━━━ Page

2023 - Week 11

Librarian Jayne and Young Robert recently grabbed the opportunity to take well deserved vacations. Which not only made something of a dent on our productivity charts but also caused a considerable spike in Michael’s craving for company. Or desire for attention, some might say. Nevertheless, we ploughed on.

People, places, parties1

Our efforts have been firmly focussed on general election planning. As our regular reader will know, back in the day, Library staff managed election-related data in a database built and maintained by our Oli, ex of this parish. The plan for the next election is to use Democracy Club as our data provider. If we were in the Wardley mapping business, we’d be throwing in references to commoditisation round about now. Unfortunately, we’re too busy trying to map identifiers.

Our first problem was identifiers for people. Or candidates if you will. Luckily Sym and co already have Wikidata IDs and Wikidata has a well-populated property linking to MNIS people IDs. So it’s perfectly possible to take a Wikidata ID, query Wikidata and get back a MNIS ID. At least in theory. Unfortunately, practice proved slightly harder when Librarian Ned discovered that some Wikidata people had more than one MNIS ID. Not a thing that should happen. Librarian Phil investigated. We had suspected for some time that our MNIS database was haunted - we’ve seen the odd ghost on our travels, one record for a Member fully populated, and somehow another phantom, blank profile for the same Member. The spectres slip out of the database, into the API, on to the website. It turns out our ghosts had escaped further in to the wild, materialising in Wikidata too. After a chat with Andrew on deprecation and deletion, links from Wikidata to the ghost records have been cast out and Sym is free to go ahead and import MNIS IDs. And we have an inventory of our spooks. Attempts to purge the poltergeists from the database using the admin interface have sadly failed. An exorcism is foretold for mid-April.

━━━━━━
━━━ Stored records

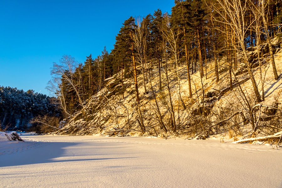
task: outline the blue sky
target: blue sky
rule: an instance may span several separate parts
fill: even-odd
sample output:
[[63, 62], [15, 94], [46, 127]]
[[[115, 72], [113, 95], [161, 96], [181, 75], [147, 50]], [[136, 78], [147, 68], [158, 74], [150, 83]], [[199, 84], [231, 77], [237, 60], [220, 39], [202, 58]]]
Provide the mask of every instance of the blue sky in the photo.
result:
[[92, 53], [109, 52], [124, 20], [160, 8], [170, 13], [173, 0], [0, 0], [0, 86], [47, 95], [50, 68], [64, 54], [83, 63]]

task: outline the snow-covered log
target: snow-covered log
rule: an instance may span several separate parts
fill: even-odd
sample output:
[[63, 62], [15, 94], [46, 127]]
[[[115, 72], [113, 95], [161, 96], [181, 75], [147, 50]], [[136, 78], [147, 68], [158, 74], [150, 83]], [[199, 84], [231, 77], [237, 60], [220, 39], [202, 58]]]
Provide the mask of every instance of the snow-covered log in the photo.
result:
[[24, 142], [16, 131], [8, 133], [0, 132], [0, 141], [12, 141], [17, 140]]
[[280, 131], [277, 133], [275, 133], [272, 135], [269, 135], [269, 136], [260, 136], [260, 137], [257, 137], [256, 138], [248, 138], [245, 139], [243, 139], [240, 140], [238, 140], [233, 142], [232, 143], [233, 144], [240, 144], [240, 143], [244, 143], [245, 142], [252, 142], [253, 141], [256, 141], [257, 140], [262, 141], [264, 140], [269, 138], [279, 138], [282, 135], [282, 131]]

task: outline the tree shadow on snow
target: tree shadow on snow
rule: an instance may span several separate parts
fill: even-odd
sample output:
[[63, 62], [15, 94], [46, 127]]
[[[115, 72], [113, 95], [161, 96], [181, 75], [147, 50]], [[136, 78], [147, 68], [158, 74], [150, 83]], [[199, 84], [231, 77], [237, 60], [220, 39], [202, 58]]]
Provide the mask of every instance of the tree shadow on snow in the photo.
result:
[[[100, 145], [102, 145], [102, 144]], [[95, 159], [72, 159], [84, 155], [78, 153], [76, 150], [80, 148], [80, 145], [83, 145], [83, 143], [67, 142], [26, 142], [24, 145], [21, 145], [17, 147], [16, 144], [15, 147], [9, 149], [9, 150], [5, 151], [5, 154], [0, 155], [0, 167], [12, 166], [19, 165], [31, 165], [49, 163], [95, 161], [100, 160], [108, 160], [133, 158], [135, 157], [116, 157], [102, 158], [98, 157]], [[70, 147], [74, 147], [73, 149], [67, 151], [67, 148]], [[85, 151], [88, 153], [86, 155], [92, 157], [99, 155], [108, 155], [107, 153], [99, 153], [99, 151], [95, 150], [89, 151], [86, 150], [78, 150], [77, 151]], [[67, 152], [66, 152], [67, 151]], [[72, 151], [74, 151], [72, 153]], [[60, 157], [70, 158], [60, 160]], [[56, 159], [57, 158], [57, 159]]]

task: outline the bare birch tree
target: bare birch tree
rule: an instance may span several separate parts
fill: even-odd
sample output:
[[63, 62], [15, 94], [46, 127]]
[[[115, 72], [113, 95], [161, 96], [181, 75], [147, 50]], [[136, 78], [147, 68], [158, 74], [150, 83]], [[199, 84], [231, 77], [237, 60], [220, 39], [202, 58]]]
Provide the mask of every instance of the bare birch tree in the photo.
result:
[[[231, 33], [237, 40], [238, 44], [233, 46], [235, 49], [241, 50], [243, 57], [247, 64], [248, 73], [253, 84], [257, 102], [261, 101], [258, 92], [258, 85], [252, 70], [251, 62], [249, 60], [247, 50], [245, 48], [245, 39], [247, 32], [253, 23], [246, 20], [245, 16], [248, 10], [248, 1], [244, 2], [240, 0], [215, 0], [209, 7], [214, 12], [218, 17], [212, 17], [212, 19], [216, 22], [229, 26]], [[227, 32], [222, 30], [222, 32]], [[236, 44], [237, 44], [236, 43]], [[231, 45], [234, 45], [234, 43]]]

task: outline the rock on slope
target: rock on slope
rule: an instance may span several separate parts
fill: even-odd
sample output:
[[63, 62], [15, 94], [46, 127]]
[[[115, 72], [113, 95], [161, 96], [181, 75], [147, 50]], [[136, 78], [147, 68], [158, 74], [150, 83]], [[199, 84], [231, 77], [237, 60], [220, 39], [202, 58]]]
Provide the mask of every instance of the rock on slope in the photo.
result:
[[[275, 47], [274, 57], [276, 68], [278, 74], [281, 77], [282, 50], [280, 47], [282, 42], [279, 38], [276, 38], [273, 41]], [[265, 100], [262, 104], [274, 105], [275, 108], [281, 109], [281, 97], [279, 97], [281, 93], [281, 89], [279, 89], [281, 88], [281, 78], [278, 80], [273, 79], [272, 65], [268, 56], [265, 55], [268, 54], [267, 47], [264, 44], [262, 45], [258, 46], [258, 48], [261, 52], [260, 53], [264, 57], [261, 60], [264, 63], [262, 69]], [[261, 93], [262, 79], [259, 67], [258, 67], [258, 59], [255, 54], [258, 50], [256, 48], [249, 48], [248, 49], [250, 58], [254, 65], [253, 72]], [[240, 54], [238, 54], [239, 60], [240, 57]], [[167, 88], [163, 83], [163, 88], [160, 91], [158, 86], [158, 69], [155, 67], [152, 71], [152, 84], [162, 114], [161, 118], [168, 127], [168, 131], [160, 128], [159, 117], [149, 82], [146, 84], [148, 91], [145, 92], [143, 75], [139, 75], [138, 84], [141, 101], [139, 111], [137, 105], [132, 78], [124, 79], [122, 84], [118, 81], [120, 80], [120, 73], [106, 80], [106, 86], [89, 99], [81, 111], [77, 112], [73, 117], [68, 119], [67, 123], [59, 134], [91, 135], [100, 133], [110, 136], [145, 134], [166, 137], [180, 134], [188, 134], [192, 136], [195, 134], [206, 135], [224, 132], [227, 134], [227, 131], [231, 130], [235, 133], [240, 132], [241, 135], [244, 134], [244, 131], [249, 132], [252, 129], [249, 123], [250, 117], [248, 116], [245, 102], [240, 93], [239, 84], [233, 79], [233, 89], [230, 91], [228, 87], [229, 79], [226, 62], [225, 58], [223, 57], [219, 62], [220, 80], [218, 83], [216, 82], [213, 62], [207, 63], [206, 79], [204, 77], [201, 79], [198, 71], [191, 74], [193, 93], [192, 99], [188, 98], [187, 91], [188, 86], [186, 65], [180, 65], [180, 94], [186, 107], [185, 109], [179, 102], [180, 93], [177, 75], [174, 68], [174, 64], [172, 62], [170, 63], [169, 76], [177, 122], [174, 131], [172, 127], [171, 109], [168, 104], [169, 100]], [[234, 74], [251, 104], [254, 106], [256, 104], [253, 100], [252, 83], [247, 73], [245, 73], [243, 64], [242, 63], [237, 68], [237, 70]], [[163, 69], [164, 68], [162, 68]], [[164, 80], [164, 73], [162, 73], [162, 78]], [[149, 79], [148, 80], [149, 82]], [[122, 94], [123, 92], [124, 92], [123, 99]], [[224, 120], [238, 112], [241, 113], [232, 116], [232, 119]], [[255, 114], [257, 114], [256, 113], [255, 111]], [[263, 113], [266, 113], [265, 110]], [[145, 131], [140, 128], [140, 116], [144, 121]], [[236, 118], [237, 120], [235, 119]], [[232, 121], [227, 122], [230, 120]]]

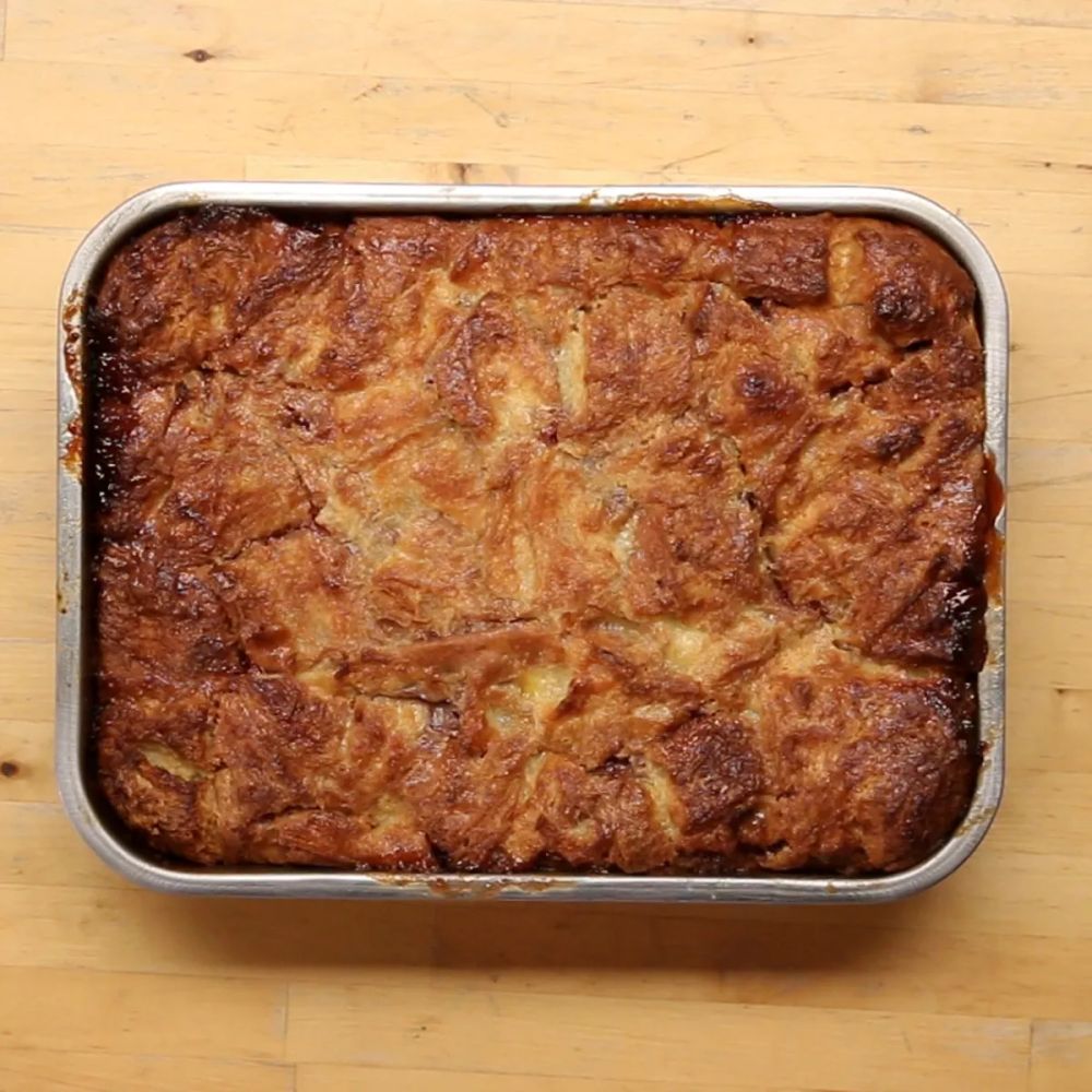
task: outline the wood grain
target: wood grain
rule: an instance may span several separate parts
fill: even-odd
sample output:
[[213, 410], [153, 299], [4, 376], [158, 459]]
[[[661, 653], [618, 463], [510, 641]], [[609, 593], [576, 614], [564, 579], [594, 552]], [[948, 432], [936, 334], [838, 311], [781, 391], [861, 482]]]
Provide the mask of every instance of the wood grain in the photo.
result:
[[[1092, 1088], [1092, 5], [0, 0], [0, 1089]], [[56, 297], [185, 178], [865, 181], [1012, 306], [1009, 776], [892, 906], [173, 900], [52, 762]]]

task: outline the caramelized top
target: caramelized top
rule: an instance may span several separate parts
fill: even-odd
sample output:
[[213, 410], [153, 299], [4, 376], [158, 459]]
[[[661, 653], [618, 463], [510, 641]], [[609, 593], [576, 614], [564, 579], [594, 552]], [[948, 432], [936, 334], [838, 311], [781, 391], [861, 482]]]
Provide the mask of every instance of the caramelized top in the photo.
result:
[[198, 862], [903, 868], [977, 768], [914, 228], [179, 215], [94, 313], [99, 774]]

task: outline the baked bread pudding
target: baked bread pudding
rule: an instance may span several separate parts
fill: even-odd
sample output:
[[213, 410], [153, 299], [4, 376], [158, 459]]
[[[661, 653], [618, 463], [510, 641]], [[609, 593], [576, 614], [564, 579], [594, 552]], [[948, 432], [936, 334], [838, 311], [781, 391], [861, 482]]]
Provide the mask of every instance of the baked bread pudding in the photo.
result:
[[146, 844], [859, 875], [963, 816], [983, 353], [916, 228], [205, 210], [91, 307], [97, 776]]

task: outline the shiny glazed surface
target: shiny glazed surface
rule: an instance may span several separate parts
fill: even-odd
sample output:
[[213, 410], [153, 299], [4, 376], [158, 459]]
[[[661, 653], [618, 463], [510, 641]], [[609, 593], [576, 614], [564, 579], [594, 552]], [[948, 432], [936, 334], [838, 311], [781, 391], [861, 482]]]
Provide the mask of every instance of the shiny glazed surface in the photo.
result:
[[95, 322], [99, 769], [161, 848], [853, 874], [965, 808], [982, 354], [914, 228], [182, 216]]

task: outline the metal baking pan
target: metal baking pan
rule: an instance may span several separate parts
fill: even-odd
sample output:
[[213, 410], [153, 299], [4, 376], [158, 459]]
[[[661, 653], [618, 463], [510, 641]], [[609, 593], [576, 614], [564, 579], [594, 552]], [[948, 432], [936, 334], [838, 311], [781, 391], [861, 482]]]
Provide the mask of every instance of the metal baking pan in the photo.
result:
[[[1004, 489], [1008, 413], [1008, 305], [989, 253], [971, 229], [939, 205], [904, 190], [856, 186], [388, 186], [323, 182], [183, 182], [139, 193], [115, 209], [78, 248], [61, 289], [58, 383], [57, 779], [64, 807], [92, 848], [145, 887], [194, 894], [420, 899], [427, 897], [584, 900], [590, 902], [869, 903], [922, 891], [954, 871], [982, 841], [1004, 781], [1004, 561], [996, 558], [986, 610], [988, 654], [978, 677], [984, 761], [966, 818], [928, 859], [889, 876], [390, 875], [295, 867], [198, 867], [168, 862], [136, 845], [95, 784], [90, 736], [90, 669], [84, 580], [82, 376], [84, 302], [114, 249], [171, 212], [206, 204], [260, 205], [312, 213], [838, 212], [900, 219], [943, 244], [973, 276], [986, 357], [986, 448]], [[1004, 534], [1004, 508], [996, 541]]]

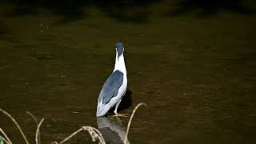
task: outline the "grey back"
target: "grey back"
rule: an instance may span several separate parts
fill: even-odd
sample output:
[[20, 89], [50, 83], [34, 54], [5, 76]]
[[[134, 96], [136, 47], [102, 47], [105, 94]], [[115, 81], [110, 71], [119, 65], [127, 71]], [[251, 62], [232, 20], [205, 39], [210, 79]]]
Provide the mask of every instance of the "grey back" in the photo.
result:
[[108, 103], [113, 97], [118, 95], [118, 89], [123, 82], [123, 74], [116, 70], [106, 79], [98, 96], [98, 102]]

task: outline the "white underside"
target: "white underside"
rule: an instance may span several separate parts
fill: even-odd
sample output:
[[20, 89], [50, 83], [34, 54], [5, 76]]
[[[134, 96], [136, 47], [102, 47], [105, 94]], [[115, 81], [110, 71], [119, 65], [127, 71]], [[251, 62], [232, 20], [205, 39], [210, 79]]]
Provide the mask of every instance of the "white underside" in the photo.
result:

━━━━━━

*Task requirements*:
**A.** Condense the paragraph of the week 11 notes that begins "Our efforts have been firmly focussed" into two sentences that keep its main facts.
**B.** In the week 11 notes, who investigated after some Wikidata people turned out to have more than one MNIS ID?
**C.** Based on the week 11 notes, is each statement true? (i) Librarian Jayne and Young Robert took vacations. (ii) Using the admin interface to remove the ghost records from the database worked. (iii) Wikidata has a property linking to MNIS people IDs.
The listing has no connection to the text.

*Full solutions*:
**A.** The team has been concentrating on planning for the general election, for which Library staff once managed data in a database built and maintained by Oli. For the next election Democracy Club will supply the data, and the team is busy mapping identifiers.

**B.** Librarian Phil.

**C.**
(i) Yes: "Librarian Jayne and Young Robert recently grabbed the opportunity to take well deserved vacations."
(ii) No: "Attempts to purge the poltergeists from the database using the admin interface have sadly failed."
(iii) Yes: "Wikidata has a well-populated property linking to MNIS people IDs."